Work to complete → Reproduce the full listing that appears beneath this instruction exactly.

Task material →
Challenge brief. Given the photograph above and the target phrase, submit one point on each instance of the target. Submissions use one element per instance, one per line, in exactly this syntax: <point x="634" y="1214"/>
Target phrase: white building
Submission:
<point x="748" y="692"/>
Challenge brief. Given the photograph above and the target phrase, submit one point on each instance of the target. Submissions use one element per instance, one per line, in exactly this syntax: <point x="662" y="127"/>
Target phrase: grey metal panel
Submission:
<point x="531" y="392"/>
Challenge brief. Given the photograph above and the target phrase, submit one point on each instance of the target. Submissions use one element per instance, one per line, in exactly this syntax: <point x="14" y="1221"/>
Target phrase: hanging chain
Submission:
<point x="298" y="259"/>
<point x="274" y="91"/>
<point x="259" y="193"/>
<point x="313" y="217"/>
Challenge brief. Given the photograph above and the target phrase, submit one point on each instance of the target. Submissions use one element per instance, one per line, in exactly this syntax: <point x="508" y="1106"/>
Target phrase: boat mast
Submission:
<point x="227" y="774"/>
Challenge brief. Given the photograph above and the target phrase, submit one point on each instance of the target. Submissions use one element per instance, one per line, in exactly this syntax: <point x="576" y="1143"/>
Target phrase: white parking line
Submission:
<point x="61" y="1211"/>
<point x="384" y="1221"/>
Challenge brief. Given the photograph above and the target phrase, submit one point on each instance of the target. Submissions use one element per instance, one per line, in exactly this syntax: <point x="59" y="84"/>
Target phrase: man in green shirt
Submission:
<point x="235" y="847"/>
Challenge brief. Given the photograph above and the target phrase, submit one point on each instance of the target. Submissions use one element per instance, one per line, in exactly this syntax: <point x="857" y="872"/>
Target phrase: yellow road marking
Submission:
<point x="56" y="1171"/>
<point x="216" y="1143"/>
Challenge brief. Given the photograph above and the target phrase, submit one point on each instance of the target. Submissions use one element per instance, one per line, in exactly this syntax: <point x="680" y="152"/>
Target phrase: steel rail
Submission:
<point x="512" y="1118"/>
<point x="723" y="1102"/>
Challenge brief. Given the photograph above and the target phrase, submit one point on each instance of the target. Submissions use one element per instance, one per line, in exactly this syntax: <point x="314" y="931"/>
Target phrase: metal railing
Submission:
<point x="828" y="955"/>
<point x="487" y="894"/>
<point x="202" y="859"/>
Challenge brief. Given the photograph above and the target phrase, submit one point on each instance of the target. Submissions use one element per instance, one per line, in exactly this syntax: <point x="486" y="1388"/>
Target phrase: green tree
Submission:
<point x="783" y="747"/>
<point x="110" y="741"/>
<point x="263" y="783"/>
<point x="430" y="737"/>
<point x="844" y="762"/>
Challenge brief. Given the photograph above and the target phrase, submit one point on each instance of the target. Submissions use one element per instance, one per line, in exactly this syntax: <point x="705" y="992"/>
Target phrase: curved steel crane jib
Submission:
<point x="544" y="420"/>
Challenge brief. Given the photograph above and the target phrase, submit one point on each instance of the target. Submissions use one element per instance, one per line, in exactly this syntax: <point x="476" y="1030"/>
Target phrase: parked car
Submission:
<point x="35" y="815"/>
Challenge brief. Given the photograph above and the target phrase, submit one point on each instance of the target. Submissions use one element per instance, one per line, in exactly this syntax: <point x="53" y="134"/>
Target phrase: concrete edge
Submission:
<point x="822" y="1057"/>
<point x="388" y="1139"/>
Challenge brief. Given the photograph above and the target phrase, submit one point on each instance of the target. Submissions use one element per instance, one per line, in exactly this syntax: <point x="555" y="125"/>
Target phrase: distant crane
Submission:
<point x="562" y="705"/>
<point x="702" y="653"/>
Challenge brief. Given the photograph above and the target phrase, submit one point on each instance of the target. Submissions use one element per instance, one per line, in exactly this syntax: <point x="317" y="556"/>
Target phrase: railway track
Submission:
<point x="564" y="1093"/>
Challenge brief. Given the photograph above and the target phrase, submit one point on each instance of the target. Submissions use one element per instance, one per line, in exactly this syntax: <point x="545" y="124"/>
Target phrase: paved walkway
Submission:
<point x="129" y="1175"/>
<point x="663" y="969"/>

Task answer →
Challenge brief. Given the photograph above and the target phrase, submit one point on each instance of the target. Submissions use one element per instance, one per line, in exactly this syntax: <point x="634" y="1214"/>
Target phrase: white building
Submission:
<point x="748" y="692"/>
Challenge brief. Given the photograph above and the target phrase, submit one point on each instance of the target. Submissions use one element per instance, one per line, in exactly this syntax: <point x="662" y="127"/>
Target phrase: grey metal panel
Submission:
<point x="531" y="392"/>
Challenge brief. Given the photograph above and the target phrase, submit one point on each instance of the target. Submissions use one element per instance, one per line, in exactly this syntax: <point x="14" y="1221"/>
Target phrase: hanging chain
Submission:
<point x="298" y="259"/>
<point x="274" y="91"/>
<point x="259" y="193"/>
<point x="313" y="217"/>
Challenge brief. Given the photograph above and the target phrase, submit one point on each instance of the target. Submissions use one element per instance, one per line, in exactly this syntax: <point x="508" y="1106"/>
Target phrase: boat mast
Submission:
<point x="227" y="774"/>
Challenge brief. Given the photograph above and the target phrase, submit one point on each instance of the target. Submissions use one element per instance, one per line, in exactly this syntax: <point x="576" y="1143"/>
Target phrase: white parking line
Submission:
<point x="61" y="1211"/>
<point x="384" y="1221"/>
Challenge brief. Given the photograph above and the target phrase, submit one point on each instance of the target. Submissions use one element per instance, one per line, in exactly this syntax: <point x="59" y="84"/>
Target phrase: man in green shirt
Submission:
<point x="235" y="847"/>
Challenge brief. Given the photograph above and the target phrase, submit one point on each instance of the target. Submissions use one element per instance, one per line, in exactly this syntax: <point x="857" y="872"/>
Target phrase: yellow road marking
Submission:
<point x="56" y="1171"/>
<point x="216" y="1143"/>
Challenge brief. Given the photograph above and the target phrase, submit one point on each instance of the target. Submissions use one element per instance, one per line, in exactly this syntax: <point x="680" y="152"/>
Target phrase: steel rail
Submission:
<point x="512" y="1118"/>
<point x="723" y="1102"/>
Challenge brief. Given the photograph above and the target phrase, submit one point on each instance of the target. Submissions use one element per instance, one per line, in exactly this syntax: <point x="314" y="931"/>
Target phrase: metal railing
Submission:
<point x="828" y="955"/>
<point x="487" y="894"/>
<point x="202" y="859"/>
Challenge brief. Given the photograph above and the target phrase, submit one point on each instance of the target. Submissions use one element per instance, one per line, in exactly this syntax: <point x="486" y="1388"/>
Target phrase: green tree
Submission:
<point x="783" y="747"/>
<point x="110" y="741"/>
<point x="263" y="783"/>
<point x="430" y="737"/>
<point x="844" y="762"/>
Challenge brief. Given the photograph above and the target phrase, submit one point on each instance of the target. Submissions use one element per instance, one per line, in exactly this syntax: <point x="705" y="992"/>
Target phrase: curved steel crane jib
Submission:
<point x="544" y="420"/>
Challenge brief. Given the photograph above and the target phrase, submit one point on each instance of the target. Submissions use one element per instance, one per line, in exactly this syntax: <point x="476" y="1030"/>
Target phrase: parked car
Submission:
<point x="35" y="815"/>
Challenge brief. Given the photograph above and the target phrase, submit one point on each instance of the target. Submissions use one element per instance, one per line, in exactly this syntax: <point x="53" y="134"/>
Target phrase: concrete edge
Submission:
<point x="822" y="1057"/>
<point x="388" y="1139"/>
Challenge brief. Given the photograph above and the target phrase, submit one point on each instance of the target. Submissions use one element per instance, one per line, in exactly this syntax: <point x="555" y="125"/>
Target phrase: distant crane
Submission:
<point x="562" y="705"/>
<point x="702" y="653"/>
Challenge brief. Given the photograph above and the target phrase, submit one point on each instance of the target. Submissions use one element per instance, one per line, in exactly this syntax: <point x="317" y="556"/>
Target phrase: railway track
Submission:
<point x="564" y="1093"/>
Challenge brief. Given the photograph above and the target phrase, submit one point on each instance of the target. Submissions use one element per instance, one per line, in exactly this syntax: <point x="545" y="124"/>
Target phrase: paved walkway
Submission:
<point x="129" y="1175"/>
<point x="663" y="969"/>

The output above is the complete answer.